Top of SELECTED PASSAGE

This past event was fully booked!
Comparing Biology-based and Engineering-based options for atmospheric greenhouse gas removal.
With stringent climate targets in place under the Paris Agreement, it appears that even aggressive and immediate mitigation actions may leave us short of the 2 and 1.5 degree targets. This means that, in addition to mitigation, we will also need to actively remove greenhouse gases from the atmosphere. A number of biology-based and engineering-based greenhouse gas removal options have been suggested.
In this RV Jones lecture, Professor Pete Smith will present some of the available options, and compare them in terms of energy, costs and environmental impacts. He will show that there is no magic bullet, but a number of options are worthy of further study, and testing through large-scale demonstration projects.
Pete Smith is the Professor of Soils and Global Change at the Institute of Biological and Environmental Sciences at the University of Aberdeen (Scotland, UK) and Science Director of the Scottish Climate Change Centre of Expertise (ClimateXChange).

Bottom of SELECTED PASSAGE

_EXERCISE REQUIREMENTS_
- 1) Retype the part of the lecture listing starting with "With stringent climate" and going on through "large-scale demonstration projects.".
- 2) Translate this sentence from the lecture listing into Spanish: "This means that, in addition to mitigation, we will also need to actively remove greenhouse gases from the atmosphere."
The lines that follow have nothing to do with the lecture listing.

Top of RECORDED INFORMATION

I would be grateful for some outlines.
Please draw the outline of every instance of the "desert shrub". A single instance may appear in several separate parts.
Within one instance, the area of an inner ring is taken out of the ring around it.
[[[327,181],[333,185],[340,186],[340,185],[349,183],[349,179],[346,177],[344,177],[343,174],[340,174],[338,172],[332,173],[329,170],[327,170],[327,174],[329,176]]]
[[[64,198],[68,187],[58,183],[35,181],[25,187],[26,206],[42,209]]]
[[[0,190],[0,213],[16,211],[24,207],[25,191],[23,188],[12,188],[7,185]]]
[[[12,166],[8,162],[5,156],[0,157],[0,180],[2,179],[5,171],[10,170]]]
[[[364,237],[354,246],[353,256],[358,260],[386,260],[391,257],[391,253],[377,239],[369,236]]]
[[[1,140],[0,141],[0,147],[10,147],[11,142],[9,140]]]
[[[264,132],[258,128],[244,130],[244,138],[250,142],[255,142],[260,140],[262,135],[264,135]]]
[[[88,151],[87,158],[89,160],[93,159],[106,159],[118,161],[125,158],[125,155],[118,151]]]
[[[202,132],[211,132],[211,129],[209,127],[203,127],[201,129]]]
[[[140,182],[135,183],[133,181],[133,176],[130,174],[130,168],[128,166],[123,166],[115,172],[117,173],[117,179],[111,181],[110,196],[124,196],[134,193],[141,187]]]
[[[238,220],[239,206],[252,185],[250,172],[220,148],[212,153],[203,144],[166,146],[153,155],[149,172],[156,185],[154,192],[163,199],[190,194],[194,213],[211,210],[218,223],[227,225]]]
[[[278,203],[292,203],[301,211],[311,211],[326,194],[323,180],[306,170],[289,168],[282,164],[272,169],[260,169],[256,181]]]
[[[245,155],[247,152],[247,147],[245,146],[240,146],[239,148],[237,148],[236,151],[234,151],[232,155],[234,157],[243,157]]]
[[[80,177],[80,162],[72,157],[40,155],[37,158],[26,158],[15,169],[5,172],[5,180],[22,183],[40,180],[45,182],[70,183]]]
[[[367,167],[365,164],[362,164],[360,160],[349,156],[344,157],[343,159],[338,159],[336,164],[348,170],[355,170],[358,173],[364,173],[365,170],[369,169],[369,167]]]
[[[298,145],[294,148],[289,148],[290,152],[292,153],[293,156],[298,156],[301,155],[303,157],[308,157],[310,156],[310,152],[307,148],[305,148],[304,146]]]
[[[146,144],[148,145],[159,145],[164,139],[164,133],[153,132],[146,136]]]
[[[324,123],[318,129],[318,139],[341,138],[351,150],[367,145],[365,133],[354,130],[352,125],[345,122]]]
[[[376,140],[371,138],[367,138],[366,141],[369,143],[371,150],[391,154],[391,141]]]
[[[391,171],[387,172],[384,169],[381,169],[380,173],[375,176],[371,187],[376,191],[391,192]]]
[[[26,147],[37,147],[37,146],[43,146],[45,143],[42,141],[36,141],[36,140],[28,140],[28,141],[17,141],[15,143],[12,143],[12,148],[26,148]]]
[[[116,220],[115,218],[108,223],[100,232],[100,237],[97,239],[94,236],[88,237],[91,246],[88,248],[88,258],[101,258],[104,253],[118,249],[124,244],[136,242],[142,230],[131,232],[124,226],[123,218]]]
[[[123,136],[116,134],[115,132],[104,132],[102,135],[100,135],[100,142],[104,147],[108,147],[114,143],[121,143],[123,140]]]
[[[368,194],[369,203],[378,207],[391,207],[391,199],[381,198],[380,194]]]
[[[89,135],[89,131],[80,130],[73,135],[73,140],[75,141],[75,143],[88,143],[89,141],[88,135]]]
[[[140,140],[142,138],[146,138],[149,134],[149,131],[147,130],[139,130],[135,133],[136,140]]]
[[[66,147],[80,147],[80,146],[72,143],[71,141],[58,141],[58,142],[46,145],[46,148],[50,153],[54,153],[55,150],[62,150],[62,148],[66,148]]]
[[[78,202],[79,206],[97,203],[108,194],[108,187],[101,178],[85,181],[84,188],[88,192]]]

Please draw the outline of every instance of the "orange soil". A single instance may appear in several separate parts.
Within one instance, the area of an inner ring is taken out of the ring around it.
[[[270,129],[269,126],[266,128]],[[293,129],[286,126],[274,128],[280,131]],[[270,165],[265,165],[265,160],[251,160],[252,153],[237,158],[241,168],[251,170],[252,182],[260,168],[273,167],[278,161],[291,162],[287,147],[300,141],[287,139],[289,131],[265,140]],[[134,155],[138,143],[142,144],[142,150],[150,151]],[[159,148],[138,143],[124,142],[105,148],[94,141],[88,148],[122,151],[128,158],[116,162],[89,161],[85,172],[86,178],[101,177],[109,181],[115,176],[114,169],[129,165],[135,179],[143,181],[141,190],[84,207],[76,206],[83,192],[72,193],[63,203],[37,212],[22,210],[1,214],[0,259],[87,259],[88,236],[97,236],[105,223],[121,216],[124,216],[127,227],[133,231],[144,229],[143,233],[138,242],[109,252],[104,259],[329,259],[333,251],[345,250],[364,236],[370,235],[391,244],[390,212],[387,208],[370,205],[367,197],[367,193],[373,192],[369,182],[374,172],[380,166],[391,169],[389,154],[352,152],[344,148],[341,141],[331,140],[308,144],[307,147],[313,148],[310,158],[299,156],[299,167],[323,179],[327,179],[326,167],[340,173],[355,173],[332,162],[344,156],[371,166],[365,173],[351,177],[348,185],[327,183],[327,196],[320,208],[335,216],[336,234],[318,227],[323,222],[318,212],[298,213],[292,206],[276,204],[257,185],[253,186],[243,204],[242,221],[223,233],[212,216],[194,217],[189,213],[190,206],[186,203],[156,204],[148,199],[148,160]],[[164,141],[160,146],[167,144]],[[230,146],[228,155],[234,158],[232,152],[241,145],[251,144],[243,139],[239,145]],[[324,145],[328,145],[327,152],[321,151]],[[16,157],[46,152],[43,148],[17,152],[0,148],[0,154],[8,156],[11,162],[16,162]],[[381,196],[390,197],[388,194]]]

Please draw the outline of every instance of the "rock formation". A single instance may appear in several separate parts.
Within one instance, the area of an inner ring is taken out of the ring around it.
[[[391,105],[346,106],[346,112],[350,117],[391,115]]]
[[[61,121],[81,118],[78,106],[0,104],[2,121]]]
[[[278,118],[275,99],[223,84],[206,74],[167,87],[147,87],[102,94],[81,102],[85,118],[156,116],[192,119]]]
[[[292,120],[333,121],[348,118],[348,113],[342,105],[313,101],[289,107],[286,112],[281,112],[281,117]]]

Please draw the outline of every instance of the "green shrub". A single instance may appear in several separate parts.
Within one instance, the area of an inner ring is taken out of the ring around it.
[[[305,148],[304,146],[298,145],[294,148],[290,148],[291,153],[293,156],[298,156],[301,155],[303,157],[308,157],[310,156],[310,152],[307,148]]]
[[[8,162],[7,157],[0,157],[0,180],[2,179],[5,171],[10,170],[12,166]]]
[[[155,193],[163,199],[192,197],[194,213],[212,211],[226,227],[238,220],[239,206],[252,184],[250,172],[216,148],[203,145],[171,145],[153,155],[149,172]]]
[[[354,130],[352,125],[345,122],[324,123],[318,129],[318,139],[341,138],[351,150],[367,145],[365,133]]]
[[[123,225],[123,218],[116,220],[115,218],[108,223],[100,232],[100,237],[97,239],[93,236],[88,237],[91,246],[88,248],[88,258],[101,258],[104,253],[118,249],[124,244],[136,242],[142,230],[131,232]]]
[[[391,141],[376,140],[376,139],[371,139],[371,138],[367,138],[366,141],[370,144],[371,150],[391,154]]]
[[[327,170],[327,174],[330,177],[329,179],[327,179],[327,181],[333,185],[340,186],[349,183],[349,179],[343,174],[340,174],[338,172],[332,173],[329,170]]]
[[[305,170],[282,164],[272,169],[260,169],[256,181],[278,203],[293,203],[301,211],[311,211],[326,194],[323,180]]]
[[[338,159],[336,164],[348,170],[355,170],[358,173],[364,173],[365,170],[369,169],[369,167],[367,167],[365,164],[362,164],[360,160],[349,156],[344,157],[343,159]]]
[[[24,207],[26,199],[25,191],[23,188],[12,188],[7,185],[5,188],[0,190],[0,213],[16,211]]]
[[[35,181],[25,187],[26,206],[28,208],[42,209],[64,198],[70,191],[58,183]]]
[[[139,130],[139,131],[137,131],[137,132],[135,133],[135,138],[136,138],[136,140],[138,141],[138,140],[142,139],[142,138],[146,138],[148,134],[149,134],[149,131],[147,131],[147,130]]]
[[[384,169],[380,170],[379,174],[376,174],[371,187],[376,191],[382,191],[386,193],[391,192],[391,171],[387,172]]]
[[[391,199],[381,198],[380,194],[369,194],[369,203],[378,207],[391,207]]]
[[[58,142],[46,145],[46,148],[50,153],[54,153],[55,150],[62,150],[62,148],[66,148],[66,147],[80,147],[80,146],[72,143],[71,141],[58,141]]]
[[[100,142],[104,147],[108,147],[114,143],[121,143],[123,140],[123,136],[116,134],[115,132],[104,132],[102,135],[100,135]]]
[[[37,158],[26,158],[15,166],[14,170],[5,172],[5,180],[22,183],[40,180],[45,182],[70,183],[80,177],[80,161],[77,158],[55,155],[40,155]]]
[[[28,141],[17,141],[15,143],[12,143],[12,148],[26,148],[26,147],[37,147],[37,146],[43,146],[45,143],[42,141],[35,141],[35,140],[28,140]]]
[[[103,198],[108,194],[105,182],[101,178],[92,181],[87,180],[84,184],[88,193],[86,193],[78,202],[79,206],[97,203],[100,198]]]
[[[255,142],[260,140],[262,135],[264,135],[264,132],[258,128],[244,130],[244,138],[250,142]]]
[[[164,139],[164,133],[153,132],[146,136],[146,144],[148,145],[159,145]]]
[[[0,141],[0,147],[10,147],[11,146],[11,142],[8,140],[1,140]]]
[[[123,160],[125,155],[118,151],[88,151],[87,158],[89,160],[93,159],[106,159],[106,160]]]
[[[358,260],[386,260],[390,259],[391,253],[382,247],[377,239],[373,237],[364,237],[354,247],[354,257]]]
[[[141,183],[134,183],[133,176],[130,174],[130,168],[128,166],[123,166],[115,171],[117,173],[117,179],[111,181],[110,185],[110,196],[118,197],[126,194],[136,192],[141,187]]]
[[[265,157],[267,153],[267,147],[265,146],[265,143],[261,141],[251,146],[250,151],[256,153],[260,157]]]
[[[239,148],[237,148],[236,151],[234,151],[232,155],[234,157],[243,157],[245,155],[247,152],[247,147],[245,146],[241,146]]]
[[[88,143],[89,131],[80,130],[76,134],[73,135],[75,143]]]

Bottom of RECORDED INFORMATION
Top of RECORDED INFORMATION

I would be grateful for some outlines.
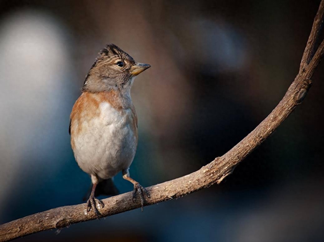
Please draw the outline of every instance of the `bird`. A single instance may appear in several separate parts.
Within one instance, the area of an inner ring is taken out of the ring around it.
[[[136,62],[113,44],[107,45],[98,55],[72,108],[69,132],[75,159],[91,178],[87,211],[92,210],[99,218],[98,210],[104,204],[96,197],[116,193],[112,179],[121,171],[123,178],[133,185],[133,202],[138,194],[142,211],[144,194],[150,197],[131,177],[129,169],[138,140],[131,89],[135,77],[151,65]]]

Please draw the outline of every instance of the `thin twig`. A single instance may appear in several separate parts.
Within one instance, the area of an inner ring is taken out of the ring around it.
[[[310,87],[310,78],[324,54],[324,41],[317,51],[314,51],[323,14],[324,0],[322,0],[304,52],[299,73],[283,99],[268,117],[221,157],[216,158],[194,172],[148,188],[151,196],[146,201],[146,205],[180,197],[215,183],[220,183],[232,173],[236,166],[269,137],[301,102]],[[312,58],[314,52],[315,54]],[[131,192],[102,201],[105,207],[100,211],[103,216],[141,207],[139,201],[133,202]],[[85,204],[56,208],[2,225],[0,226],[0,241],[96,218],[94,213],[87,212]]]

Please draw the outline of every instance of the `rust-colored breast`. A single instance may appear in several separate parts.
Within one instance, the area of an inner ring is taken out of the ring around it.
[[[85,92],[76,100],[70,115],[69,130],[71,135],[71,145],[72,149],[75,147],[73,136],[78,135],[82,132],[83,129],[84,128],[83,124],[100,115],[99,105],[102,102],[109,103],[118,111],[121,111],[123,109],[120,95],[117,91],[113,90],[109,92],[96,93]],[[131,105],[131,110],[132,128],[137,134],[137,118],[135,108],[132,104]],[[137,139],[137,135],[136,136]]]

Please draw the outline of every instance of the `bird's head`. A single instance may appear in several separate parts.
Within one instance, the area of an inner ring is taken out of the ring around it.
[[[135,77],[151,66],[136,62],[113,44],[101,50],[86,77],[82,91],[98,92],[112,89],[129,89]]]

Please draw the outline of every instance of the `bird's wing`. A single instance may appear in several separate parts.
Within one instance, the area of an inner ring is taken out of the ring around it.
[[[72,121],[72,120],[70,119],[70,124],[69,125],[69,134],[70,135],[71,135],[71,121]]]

Bottom of RECORDED INFORMATION

_ANSWERS BY ITEM_
- 1)
With stringent climate targets in place under the Paris Agreement, it appears that even aggressive and immediate mitigation actions may leave us short of the 2 and 1.5 degree targets. This means that, in addition to mitigation, we will also need to actively remove greenhouse gases from the atmosphere. A number of biology-based and engineering-based greenhouse gas removal options have been suggested.
In this RV Jones lecture, Professor Pete Smith will present some of the available options, and compare them in terms of energy, costs and environmental impacts. He will show that there is no magic bullet, but a number of options are worthy of further study, and testing through large-scale demonstration projects.

- 2) Esto significa que, además de la mitigación, también necesitaremos eliminar activamente los gases de efecto invernadero de la atmósfera.